Objective >> Go through the listing and write out all of it exactly.

(Entries from a pointing dataset)
++++++++
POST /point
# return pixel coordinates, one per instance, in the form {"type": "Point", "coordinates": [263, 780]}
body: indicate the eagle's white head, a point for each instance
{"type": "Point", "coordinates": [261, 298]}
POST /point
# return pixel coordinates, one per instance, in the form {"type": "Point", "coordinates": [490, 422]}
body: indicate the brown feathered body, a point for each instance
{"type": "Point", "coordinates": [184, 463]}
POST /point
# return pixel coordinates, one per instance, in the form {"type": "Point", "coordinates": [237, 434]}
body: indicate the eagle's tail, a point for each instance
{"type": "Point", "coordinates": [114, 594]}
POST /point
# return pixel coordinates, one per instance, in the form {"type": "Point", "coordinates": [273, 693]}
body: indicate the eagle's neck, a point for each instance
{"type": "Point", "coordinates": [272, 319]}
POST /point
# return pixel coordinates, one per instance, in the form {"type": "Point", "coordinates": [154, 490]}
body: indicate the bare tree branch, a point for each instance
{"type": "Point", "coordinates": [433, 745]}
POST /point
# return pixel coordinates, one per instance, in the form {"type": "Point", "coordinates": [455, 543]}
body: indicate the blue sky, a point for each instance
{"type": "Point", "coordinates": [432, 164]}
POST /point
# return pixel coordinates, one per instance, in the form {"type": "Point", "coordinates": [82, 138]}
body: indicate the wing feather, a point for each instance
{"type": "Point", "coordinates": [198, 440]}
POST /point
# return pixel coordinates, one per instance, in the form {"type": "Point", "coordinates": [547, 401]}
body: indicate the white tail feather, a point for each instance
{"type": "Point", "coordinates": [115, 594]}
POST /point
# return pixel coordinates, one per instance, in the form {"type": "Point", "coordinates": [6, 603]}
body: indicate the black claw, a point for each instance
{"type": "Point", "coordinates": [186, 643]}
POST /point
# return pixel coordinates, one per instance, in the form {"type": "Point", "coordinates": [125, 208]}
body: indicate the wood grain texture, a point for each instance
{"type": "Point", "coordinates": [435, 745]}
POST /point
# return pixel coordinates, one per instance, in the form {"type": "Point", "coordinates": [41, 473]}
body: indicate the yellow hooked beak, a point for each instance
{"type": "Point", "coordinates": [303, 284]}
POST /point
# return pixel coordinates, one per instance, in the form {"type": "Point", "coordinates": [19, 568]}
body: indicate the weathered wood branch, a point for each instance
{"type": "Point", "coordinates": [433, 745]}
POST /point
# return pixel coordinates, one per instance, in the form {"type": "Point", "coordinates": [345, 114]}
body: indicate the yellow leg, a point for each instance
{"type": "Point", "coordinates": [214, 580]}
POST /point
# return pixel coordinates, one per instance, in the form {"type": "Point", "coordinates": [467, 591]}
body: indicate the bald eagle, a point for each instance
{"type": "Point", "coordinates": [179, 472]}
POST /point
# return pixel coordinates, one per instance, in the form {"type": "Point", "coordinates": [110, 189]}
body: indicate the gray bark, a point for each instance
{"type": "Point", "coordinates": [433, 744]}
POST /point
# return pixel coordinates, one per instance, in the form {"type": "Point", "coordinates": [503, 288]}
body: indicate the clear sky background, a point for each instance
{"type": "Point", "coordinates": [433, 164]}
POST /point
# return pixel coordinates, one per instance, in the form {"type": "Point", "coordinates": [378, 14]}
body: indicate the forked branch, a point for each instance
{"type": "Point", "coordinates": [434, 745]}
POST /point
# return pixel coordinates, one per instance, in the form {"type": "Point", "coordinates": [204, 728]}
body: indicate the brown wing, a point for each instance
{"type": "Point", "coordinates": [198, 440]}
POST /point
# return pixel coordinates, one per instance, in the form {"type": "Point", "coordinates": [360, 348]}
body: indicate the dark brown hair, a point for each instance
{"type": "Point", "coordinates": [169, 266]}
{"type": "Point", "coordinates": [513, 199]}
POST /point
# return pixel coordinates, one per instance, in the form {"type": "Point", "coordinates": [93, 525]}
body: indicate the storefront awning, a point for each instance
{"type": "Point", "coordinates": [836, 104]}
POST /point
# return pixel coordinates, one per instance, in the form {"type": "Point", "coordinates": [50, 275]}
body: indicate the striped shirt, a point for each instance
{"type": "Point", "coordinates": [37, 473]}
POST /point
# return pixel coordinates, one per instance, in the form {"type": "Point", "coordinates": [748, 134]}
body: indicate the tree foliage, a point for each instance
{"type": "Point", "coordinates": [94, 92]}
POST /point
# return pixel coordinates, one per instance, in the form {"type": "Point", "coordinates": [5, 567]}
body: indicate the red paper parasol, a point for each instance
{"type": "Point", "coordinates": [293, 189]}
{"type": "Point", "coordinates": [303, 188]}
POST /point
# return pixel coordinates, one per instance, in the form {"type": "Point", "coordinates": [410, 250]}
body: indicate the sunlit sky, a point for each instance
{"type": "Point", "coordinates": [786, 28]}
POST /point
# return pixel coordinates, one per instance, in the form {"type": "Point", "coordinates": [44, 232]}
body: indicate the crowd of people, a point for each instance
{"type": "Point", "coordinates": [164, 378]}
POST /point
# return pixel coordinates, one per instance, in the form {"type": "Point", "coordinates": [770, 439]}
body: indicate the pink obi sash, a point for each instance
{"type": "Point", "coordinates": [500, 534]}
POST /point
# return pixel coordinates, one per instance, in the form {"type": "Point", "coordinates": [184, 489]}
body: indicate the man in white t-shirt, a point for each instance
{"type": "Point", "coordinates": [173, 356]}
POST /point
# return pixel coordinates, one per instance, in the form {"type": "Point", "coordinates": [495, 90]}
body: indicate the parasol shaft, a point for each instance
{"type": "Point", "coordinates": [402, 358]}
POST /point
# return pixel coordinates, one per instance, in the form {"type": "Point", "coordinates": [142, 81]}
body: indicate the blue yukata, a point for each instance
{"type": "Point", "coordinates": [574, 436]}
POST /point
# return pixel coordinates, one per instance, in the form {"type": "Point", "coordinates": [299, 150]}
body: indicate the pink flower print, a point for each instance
++++++++
Answer to the problem >>
POST /point
# return pixel coordinates, one per instance, in the form {"type": "Point", "coordinates": [263, 780]}
body: indicate the eagle's white head, a point for each instance
{"type": "Point", "coordinates": [261, 298]}
POST /point
# return pixel coordinates, one per instance, in the form {"type": "Point", "coordinates": [490, 422]}
body: indicate the brown feathered body, a point for each instance
{"type": "Point", "coordinates": [184, 463]}
POST /point
# return pixel coordinates, one per instance, in the form {"type": "Point", "coordinates": [237, 434]}
body: indicate the eagle's tail, a point for each instance
{"type": "Point", "coordinates": [114, 594]}
POST /point
# return pixel coordinates, one per instance, in the form {"type": "Point", "coordinates": [273, 693]}
body: indicate the eagle's neck, a point for each instance
{"type": "Point", "coordinates": [272, 319]}
POST /point
# return pixel coordinates, one per instance, in the form {"type": "Point", "coordinates": [154, 490]}
body: indicate the bare tree branch, a point for each instance
{"type": "Point", "coordinates": [433, 745]}
POST /point
# return pixel coordinates, one per instance, in the form {"type": "Point", "coordinates": [455, 543]}
body: indicate the blue sky, a point for each instance
{"type": "Point", "coordinates": [432, 164]}
POST /point
# return pixel coordinates, one per instance, in the form {"type": "Point", "coordinates": [82, 138]}
body: indicate the wing feather, a point for each instance
{"type": "Point", "coordinates": [198, 440]}
POST /point
# return pixel coordinates, one per instance, in the form {"type": "Point", "coordinates": [547, 401]}
body: indicate the white tail feather, a point for each instance
{"type": "Point", "coordinates": [115, 594]}
POST /point
# return pixel coordinates, one per instance, in the form {"type": "Point", "coordinates": [6, 603]}
body: indicate the black claw, a point for each instance
{"type": "Point", "coordinates": [186, 643]}
POST /point
# return pixel coordinates, one per instance, in the form {"type": "Point", "coordinates": [125, 208]}
body: indicate the wood grain texture, a point for each instance
{"type": "Point", "coordinates": [435, 745]}
POST /point
# return pixel coordinates, one per instance, in the form {"type": "Point", "coordinates": [41, 473]}
body: indicate the yellow hooked beak, a point for each instance
{"type": "Point", "coordinates": [303, 284]}
POST /point
# return pixel coordinates, one per instance, in the form {"type": "Point", "coordinates": [19, 568]}
body: indicate the weathered wood branch, a point for each instance
{"type": "Point", "coordinates": [433, 745]}
POST /point
# return pixel coordinates, one per instance, in the form {"type": "Point", "coordinates": [345, 114]}
body: indicate the yellow leg, a point for each instance
{"type": "Point", "coordinates": [214, 580]}
POST /point
# return pixel coordinates, one per instance, in the form {"type": "Point", "coordinates": [467, 591]}
body: indicate the bald eagle, a point for each instance
{"type": "Point", "coordinates": [179, 472]}
POST /point
# return pixel coordinates, one per instance, in the form {"type": "Point", "coordinates": [110, 189]}
body: indicate the gray bark, a point for each instance
{"type": "Point", "coordinates": [433, 744]}
POST /point
# return pixel coordinates, one per instance, in the form {"type": "Point", "coordinates": [503, 288]}
body: indicate the clear sky background, a point for each instance
{"type": "Point", "coordinates": [433, 164]}
POST /point
# return pixel coordinates, one per instance, in the form {"type": "Point", "coordinates": [378, 14]}
body: indicate the forked branch, a point for each instance
{"type": "Point", "coordinates": [434, 745]}
POST /point
# return pixel coordinates, one per instance, in the form {"type": "Point", "coordinates": [204, 728]}
body: indicate the brown wing, a point for each instance
{"type": "Point", "coordinates": [198, 440]}
POST /point
# return pixel coordinates, one per instance, in the form {"type": "Point", "coordinates": [360, 348]}
body: indicate the dark brown hair, a point for each instance
{"type": "Point", "coordinates": [169, 266]}
{"type": "Point", "coordinates": [513, 199]}
POST /point
# return pixel coordinates, one per instance, in the form {"type": "Point", "coordinates": [93, 525]}
body: indicate the storefront awning, a point for each instance
{"type": "Point", "coordinates": [836, 104]}
POST /point
# return pixel coordinates, one per instance, in the form {"type": "Point", "coordinates": [50, 275]}
body: indicate the striped shirt, a point for each instance
{"type": "Point", "coordinates": [37, 473]}
POST /point
# return pixel coordinates, one per instance, in the form {"type": "Point", "coordinates": [748, 134]}
body: indicate the tree foliage, a point for each instance
{"type": "Point", "coordinates": [94, 92]}
POST /point
# return pixel coordinates, one per instance, in the form {"type": "Point", "coordinates": [5, 567]}
body: indicate the red paper parasol, a point for each instance
{"type": "Point", "coordinates": [293, 189]}
{"type": "Point", "coordinates": [303, 188]}
POST /point
# return pixel coordinates, one per instance, in the form {"type": "Point", "coordinates": [410, 250]}
body: indicate the sunlit sky, a point for each instance
{"type": "Point", "coordinates": [786, 28]}
POST /point
# return pixel coordinates, one per instance, in the form {"type": "Point", "coordinates": [44, 232]}
body: indicate the crowd of people, a point for each instance
{"type": "Point", "coordinates": [164, 378]}
POST /point
# return pixel coordinates, one per instance, in the form {"type": "Point", "coordinates": [770, 439]}
body: indicate the pink obi sash, a point for each instance
{"type": "Point", "coordinates": [500, 534]}
POST /point
# return pixel coordinates, one per instance, in the form {"type": "Point", "coordinates": [184, 489]}
body: indicate the man in white t-shirt, a point for each instance
{"type": "Point", "coordinates": [173, 356]}
POST /point
# return pixel coordinates, one per instance, in the form {"type": "Point", "coordinates": [495, 90]}
body: indicate the parasol shaft, a point for each instance
{"type": "Point", "coordinates": [402, 358]}
POST /point
# return pixel coordinates, one per instance, in the form {"type": "Point", "coordinates": [142, 81]}
body: indicate the blue yukata, a point for each instance
{"type": "Point", "coordinates": [574, 436]}
POST /point
# return pixel coordinates, one per instance, in the form {"type": "Point", "coordinates": [299, 150]}
body: indicate the pink flower print, a point for each instance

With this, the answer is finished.